BEGIN Source data
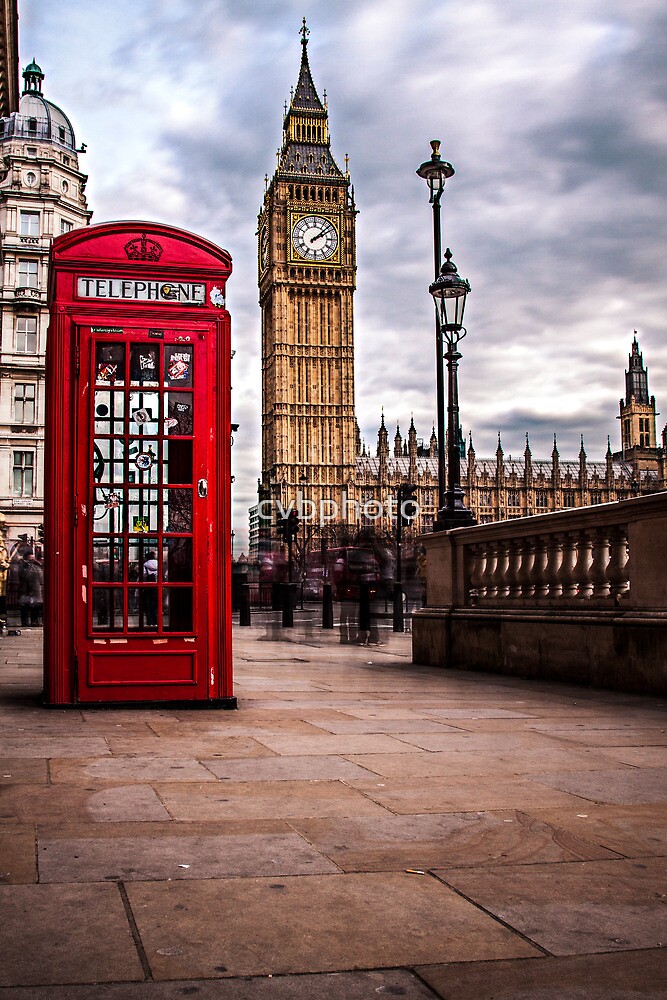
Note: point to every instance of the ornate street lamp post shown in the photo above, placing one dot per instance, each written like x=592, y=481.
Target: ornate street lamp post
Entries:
x=435, y=172
x=449, y=293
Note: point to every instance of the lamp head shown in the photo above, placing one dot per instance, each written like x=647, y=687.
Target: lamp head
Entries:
x=449, y=291
x=435, y=172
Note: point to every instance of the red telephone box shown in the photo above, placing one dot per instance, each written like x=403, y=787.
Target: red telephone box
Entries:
x=137, y=478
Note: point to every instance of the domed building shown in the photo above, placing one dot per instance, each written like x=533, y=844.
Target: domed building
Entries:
x=42, y=194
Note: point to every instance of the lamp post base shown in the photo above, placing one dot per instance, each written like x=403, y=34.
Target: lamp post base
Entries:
x=454, y=514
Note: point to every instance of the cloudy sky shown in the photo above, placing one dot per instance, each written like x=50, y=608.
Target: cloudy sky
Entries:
x=553, y=114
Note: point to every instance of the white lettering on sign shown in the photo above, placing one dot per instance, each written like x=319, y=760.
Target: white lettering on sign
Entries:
x=192, y=293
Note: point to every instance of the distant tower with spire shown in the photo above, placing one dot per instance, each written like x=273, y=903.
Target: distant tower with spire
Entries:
x=306, y=274
x=42, y=194
x=637, y=413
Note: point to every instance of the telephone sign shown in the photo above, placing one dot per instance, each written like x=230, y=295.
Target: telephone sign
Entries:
x=137, y=588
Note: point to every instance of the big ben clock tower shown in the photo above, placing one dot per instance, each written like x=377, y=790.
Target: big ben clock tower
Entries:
x=307, y=271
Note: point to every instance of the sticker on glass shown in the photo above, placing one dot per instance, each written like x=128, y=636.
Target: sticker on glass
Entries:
x=143, y=363
x=109, y=363
x=112, y=501
x=178, y=368
x=145, y=460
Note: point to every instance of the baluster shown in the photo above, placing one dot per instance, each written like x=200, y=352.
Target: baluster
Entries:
x=524, y=576
x=599, y=563
x=500, y=573
x=554, y=554
x=566, y=578
x=618, y=567
x=582, y=569
x=515, y=556
x=490, y=588
x=476, y=570
x=538, y=574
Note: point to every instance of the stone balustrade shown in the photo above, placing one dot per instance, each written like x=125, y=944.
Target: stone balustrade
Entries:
x=588, y=564
x=576, y=594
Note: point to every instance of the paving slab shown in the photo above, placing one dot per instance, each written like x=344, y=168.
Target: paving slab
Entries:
x=318, y=923
x=331, y=767
x=441, y=763
x=233, y=724
x=588, y=906
x=628, y=737
x=264, y=800
x=220, y=745
x=648, y=784
x=327, y=744
x=113, y=804
x=65, y=934
x=124, y=769
x=53, y=746
x=458, y=794
x=633, y=831
x=628, y=976
x=387, y=725
x=481, y=743
x=139, y=858
x=325, y=986
x=397, y=843
x=17, y=854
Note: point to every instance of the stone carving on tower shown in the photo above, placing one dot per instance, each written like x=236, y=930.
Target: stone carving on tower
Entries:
x=307, y=269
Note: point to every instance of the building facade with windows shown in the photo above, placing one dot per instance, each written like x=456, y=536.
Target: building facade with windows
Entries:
x=502, y=486
x=311, y=448
x=42, y=194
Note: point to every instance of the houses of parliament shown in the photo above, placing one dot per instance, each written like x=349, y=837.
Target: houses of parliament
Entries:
x=311, y=445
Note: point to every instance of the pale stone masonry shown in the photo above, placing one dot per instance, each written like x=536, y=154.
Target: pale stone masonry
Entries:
x=42, y=194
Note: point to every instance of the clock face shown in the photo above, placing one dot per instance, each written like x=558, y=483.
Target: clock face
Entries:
x=264, y=248
x=315, y=238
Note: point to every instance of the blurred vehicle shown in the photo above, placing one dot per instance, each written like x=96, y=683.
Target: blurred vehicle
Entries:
x=345, y=568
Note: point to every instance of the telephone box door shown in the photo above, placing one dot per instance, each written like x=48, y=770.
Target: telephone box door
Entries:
x=144, y=517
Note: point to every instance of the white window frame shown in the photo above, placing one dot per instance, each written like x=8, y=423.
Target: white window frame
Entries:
x=28, y=273
x=25, y=402
x=23, y=334
x=29, y=223
x=23, y=473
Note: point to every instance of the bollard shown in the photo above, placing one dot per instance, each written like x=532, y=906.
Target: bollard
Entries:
x=327, y=606
x=288, y=595
x=399, y=625
x=364, y=607
x=276, y=596
x=244, y=605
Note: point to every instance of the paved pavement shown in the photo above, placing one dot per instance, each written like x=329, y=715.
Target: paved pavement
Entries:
x=359, y=828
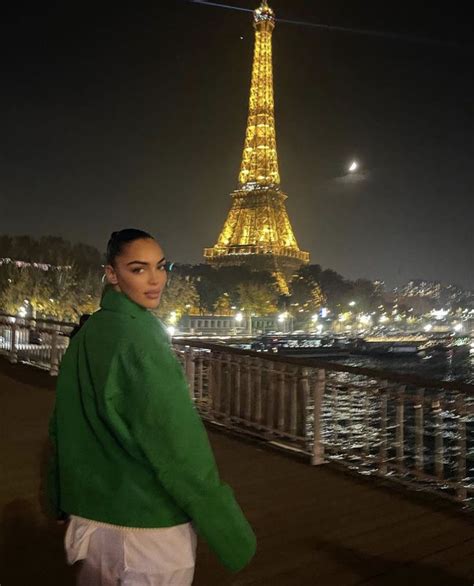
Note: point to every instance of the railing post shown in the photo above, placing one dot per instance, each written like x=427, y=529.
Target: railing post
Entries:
x=304, y=401
x=400, y=431
x=248, y=389
x=439, y=441
x=419, y=432
x=319, y=385
x=190, y=369
x=228, y=387
x=258, y=391
x=218, y=386
x=461, y=492
x=382, y=467
x=271, y=390
x=293, y=399
x=13, y=344
x=54, y=364
x=281, y=398
x=200, y=375
x=238, y=386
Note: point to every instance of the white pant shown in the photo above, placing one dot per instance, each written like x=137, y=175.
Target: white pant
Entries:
x=118, y=556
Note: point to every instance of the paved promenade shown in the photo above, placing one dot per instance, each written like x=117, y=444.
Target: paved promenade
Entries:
x=315, y=526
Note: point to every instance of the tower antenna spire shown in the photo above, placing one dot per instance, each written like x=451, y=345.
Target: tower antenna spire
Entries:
x=257, y=231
END Source data
Write out the records word for word, starting at the very beginning and going through the line with "x=449, y=293", and leave out the pictures.

## Output of the task
Note: point to every instance of the ornate street lamp post shown in the photo above, placing one dot per instance, each written like x=592, y=481.
Target: ornate street lamp post
Entries:
x=435, y=172
x=449, y=293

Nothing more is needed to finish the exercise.